• **PAGE EXCERPT**:

◆ ◆ ◆ ◆ ◆ ◆ ◆

More recent research conducted by Matheus et.al, 2023 focuses on High Entropy Carbide (HEC) ceramics points towards evidence that these materials exhibit higher thermal resistance, irradiation resistance compared to High Entropy Alloys. The future of nuclear fusion materials shall entail research around the promising area of High Entropy Carbides and a study of their enormous potential in the context of extreme environments.
Toher et al., has reviewed the mechanisms induced within high entropy ceramic materials and their consequent impact on the structural properties such as hardness, yield stress, thermo-chemical stability, thermal-conductivity and increased corrosion resistance.
Nisar et al., 2020, presents the mechanism of high entropy or the state of disorder of the crustal lattice model and its resulting impact on the mechanical properties of High Entropy
– Ultra High Temperature Ceramics (HE -UHTC) such as borides, nitrides and carbides. These HE-UHTCs have melting points greater than 3000 oC. The paper discusses the computational models that study the thermodynamic
behaviour of HE-UHTCs and validate these models using experimental data. Among these HE-UTHCs borides and carbides have been studied extensively in literature for extreme temperature aerospace applications while literature on nitrides is fairly limited.

◆ ◆ ◆ ◆ ◆ ◆ ◆

• **RECORDED DATA**:

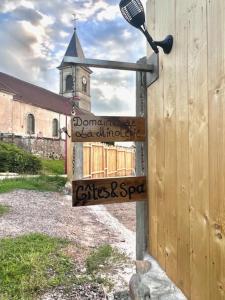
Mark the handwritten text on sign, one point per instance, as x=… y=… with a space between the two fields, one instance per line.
x=107 y=129
x=109 y=190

◆ ◆ ◆ ◆ ◆ ◆ ◆

• **INSTRUCTIONS**:
1 - List the structural properties that the high entropy ceramics excerpt says Toher et al. reviewed.
2 - According to the high entropy ceramics excerpt, which HE-UHTCs have fairly limited literature?
Rely only on the high entropy ceramics excerpt.

• **ANSWERS TO THE TASKS**:
1 -
- Hardness
- Yield stress
- Thermo-chemical stability
- Thermal conductivity
- Increased corrosion resistance

2 - Nitrides.